AIM 1: In the article below, list the activities named where the reader is told to work out how many hours a day go to each of them.

ARTICLE:
START

It’s easy to put pressure on dusting yourself off and picking yourself back up and to “man up”, but the best use of your time is going along with your emotions as they come and allow them to become part of you.

        2. Do Not Get Confused Between MERIT and TASTE*  

You were and are good enough to be there in the first place (this is merit), but the new boss wants their station product to sound like a Twix and you are a glorious Mars Bar (this is taste). Or the new boss wants to run a more streamlined business (I’m going to call this taste too!).

 

“You” are the presenting product, and that means that sometimes your product isn’t right for the station product. It feels personal, but the decision is very rarely personal. (It’s worth remembering this when you are the one delivering the news too.)

Trust you will find your new product “fit”.

     

       3. Put Your Audience First

When your audience finds out you are leaving, be gracious. Remember without them you are just a person talking in a box on your own. A beloved mentor of mine said to me, at the time I was leaving: “if you are comfortable with it, others will be comfortable too”. The minute you become snarky or awkward, your audience will begin to doubt your intentions and feel discomfort. Remember you need them with you, in whatever you do next.

    4. “Don’t Make Any Decisions For 10 Weeks”

I have to credit the same mentor with this one and it was excellent advice.

 

Tim and I held off making any decisions and allowed ourselves time to think (we lost our gigs at the same time). I explored options, tried things out and allowed the thing I wanted the most to rise to the top. Before setting up The Presenter Coach, I thought I was ready to go down a different path. But by holding off for the 10 weeks it allowed me to set my mind and get what I really wanted.

 

It also meant that Tim and I had time to redecorate the kitchen! Ha!

     

  5. The Rejectee Becomes The Rejector…

Post-rejection is the perfect time for reflection, but you are likely to be vulnerable to making decisions out of financial or spiritual necessity, rather than personal choice.

 

Sort out your finances and make it so that they will last you as long as possible without work. Establish what time you have* – how many hours a day are spent on sleeping, eating, exercising, netflix. Set some goals and commitments. Think about your habits. Read, learn, eat well, exercise, sleep, find joy.

 

Do whatever you need to do to be in a position to choose when an opportunity comes your way. Feeling like you can say “nope” to the ideas and jobs that aren’t quite right is important in choosing the “right” thing for you next.

END

(Source records)
START

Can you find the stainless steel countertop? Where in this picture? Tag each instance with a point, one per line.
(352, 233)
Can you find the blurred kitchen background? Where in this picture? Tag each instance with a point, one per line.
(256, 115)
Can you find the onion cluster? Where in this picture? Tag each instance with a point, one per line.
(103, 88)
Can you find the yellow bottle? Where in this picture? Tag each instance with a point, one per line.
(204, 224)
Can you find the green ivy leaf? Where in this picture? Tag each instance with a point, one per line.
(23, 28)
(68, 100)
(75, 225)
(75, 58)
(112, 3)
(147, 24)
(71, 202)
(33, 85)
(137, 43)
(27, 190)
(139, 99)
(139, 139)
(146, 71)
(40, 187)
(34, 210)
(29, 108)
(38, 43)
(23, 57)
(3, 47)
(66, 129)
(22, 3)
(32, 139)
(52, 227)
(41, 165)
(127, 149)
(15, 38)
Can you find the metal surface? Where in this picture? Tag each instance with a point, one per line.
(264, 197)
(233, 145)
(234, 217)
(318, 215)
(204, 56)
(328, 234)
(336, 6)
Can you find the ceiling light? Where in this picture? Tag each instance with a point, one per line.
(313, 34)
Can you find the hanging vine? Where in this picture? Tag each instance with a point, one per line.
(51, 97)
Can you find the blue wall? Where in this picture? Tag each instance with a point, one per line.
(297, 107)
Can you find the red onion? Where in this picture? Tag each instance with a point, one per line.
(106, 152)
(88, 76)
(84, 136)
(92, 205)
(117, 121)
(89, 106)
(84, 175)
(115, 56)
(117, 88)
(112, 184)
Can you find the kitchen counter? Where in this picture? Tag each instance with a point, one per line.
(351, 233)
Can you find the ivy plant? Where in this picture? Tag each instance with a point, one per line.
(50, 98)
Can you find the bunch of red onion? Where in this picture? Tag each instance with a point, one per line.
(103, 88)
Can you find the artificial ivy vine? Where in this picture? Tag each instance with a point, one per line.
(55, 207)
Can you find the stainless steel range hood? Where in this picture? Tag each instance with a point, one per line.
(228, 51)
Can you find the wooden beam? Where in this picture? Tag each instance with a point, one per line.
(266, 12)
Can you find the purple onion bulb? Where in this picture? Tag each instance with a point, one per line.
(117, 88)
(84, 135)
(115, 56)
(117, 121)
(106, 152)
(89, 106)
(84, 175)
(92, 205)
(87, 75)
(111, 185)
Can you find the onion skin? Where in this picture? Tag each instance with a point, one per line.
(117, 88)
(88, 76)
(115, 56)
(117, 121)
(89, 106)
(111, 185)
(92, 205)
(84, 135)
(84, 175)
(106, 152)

END

AIM 2: State how many lines in the rows above contain the string "stainless". Matches are case-sensitive.

FULL OUTPUT 1: sleeping, eating, exercising, netflix

FULL OUTPUT 2: 2